- **Action item**
The lines from the start of the records through the one containing "of the glass" are to be transcribed exactly, and nothing else.
╭──
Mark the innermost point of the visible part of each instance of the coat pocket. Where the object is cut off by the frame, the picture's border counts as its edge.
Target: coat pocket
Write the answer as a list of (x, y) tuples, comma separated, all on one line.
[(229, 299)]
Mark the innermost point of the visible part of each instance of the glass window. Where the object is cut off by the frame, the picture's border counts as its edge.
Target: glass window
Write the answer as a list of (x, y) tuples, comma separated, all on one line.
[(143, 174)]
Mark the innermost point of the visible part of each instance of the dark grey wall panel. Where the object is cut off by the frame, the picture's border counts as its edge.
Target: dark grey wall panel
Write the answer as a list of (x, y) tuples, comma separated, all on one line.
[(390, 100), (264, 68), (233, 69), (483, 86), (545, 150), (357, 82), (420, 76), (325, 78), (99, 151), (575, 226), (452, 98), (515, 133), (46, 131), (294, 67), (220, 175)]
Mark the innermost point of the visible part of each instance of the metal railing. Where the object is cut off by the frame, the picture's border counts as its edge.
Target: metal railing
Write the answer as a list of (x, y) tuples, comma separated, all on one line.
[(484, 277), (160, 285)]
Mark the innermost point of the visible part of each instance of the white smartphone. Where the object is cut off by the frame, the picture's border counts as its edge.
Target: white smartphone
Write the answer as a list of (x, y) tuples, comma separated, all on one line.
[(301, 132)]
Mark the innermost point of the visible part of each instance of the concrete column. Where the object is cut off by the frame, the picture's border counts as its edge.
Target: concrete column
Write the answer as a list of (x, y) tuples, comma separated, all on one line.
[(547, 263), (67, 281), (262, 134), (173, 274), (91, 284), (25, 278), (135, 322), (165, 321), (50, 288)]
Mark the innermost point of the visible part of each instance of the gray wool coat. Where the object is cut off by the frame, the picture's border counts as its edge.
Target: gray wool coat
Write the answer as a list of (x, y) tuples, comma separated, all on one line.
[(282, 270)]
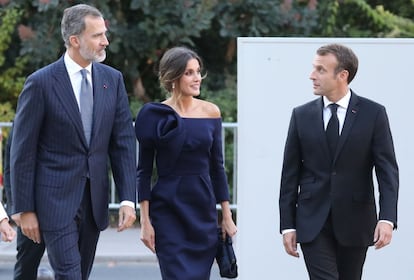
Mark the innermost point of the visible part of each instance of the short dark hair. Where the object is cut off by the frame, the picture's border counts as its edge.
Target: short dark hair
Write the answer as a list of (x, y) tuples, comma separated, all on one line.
[(173, 64), (73, 20), (347, 60)]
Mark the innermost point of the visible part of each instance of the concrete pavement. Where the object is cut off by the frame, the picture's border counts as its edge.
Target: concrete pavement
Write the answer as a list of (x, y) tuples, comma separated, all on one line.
[(112, 246)]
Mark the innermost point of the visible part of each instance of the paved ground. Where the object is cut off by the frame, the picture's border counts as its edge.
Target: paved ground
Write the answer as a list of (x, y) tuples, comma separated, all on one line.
[(120, 255), (112, 246)]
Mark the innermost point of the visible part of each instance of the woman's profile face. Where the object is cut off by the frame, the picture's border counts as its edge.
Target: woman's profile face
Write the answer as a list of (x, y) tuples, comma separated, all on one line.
[(190, 82)]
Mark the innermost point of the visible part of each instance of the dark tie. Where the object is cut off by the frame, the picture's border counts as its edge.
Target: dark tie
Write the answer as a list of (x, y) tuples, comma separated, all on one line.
[(86, 105), (332, 130)]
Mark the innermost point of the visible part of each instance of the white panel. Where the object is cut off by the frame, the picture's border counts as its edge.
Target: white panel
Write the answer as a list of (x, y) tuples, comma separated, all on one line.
[(273, 77)]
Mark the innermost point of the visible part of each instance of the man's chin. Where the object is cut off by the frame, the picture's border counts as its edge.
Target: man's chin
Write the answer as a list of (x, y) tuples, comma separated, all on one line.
[(100, 58)]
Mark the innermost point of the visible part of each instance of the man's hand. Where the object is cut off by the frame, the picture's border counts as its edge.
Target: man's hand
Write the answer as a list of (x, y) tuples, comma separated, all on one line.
[(289, 241), (382, 235), (29, 225), (7, 232), (127, 217)]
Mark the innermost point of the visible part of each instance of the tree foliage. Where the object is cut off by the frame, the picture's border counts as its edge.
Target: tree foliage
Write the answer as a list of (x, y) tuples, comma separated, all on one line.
[(141, 30), (11, 67)]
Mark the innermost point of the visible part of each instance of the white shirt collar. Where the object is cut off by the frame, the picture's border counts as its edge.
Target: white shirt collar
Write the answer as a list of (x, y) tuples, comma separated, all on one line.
[(72, 67), (343, 102)]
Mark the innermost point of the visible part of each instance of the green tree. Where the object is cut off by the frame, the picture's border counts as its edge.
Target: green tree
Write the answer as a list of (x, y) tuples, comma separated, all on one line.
[(11, 66)]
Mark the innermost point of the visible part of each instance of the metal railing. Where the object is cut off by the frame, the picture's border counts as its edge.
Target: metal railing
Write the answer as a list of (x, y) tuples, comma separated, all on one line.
[(229, 132)]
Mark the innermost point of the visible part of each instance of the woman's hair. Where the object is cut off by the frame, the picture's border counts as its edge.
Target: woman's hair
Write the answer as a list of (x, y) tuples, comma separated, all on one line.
[(347, 60), (73, 20), (173, 64)]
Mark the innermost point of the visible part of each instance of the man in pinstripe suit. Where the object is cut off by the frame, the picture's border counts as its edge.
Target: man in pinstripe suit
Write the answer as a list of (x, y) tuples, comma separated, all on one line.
[(59, 178)]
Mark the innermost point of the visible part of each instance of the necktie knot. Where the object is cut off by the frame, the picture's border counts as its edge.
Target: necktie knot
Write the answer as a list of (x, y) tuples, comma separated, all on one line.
[(333, 107)]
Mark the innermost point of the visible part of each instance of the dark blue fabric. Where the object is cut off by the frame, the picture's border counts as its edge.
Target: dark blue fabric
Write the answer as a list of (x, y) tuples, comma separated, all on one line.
[(191, 179)]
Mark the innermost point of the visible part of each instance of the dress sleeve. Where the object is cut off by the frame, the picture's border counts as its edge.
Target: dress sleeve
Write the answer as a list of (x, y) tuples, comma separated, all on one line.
[(217, 172), (157, 128)]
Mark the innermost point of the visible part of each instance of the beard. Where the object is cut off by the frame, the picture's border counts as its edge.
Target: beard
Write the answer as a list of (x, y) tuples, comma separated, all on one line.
[(92, 55)]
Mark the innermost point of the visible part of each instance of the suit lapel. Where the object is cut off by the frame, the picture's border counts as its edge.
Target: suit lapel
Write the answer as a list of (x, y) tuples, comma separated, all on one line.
[(100, 86), (64, 92)]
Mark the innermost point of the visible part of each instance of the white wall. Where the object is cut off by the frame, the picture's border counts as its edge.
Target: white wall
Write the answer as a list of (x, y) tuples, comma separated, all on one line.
[(273, 77)]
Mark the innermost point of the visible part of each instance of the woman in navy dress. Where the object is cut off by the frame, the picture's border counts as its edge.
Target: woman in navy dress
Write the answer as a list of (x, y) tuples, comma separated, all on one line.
[(183, 134)]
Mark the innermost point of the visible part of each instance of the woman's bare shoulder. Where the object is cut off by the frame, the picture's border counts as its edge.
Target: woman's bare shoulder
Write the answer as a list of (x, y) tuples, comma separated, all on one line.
[(210, 109)]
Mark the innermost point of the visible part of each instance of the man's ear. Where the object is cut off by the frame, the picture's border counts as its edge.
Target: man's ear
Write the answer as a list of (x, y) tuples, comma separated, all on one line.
[(74, 41)]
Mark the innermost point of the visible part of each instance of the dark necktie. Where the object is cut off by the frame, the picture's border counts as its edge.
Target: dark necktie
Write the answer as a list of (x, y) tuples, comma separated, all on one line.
[(86, 105), (332, 130)]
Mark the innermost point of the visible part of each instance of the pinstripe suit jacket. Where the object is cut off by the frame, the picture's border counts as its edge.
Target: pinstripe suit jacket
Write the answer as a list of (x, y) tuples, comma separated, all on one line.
[(50, 159), (314, 184)]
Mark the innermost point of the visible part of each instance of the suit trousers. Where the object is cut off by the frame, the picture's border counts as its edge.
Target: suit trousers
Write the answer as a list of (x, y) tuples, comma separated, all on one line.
[(327, 259), (29, 255), (71, 250)]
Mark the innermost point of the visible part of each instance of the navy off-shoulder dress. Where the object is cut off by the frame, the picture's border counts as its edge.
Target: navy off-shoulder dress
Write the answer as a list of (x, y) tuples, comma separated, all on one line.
[(190, 181)]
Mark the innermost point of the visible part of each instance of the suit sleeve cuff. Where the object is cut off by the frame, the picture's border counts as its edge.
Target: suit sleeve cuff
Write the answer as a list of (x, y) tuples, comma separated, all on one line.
[(128, 203)]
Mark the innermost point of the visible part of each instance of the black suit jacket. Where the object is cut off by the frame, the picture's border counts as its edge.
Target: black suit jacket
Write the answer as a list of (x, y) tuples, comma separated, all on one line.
[(314, 184)]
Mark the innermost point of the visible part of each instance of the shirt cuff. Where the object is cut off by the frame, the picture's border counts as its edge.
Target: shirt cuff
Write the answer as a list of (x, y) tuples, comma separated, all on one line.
[(386, 221), (288, 230), (128, 203)]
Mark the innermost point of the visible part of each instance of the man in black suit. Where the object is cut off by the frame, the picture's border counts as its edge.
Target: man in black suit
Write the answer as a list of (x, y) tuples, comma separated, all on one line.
[(327, 201), (72, 116)]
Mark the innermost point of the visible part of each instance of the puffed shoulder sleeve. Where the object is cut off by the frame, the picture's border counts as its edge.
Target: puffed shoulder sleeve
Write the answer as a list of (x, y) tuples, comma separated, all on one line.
[(159, 125)]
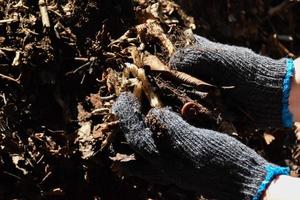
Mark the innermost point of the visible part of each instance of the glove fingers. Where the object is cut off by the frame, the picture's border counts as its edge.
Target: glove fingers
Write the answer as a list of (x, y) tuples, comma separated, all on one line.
[(128, 109)]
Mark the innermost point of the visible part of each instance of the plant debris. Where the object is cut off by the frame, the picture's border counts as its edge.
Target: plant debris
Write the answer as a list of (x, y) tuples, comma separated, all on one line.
[(63, 63)]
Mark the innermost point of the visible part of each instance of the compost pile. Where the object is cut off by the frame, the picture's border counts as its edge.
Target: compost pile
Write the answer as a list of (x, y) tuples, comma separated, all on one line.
[(63, 63)]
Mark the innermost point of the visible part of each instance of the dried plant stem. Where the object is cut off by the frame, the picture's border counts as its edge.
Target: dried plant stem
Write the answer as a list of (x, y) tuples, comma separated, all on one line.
[(44, 14)]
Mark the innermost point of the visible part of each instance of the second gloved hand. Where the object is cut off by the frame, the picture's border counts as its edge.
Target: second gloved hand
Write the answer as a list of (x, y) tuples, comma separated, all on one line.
[(261, 84), (201, 160)]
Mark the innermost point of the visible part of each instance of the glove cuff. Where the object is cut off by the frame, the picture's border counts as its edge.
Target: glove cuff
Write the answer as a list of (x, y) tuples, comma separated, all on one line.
[(271, 172)]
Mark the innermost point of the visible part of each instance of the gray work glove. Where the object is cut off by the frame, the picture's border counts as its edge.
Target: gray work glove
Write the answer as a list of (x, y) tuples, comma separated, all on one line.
[(208, 162), (261, 84)]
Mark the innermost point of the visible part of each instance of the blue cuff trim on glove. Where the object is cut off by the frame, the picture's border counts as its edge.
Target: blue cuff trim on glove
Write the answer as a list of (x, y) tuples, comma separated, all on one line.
[(287, 116), (272, 172)]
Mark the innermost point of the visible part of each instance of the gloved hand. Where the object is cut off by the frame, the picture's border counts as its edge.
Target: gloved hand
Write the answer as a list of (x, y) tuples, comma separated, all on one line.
[(205, 161), (261, 84)]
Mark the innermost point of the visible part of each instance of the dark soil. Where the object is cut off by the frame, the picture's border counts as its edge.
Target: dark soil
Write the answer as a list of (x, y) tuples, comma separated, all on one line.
[(58, 81)]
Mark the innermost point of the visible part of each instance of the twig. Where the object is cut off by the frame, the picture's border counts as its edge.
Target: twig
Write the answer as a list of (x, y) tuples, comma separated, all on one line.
[(44, 14), (10, 174), (10, 78), (7, 21), (107, 98), (16, 61)]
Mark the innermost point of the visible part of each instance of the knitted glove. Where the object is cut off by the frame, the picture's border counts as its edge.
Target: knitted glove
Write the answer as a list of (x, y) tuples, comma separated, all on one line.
[(205, 161), (261, 84)]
╰──
- **Answer section**
Mark the innermost point of the visible part of each instance of the coat pocket. Where the object is cut off by the frame, the picture's border counts as its edge.
Target: coat pocket
Write the answer as a list of (x, y) tuples, comma separated, all on one line.
[(229, 299)]
Mark the innermost point of the visible part of each instance of the glass window. Where the object is cut off by the frame, the picture's border counts as its edge.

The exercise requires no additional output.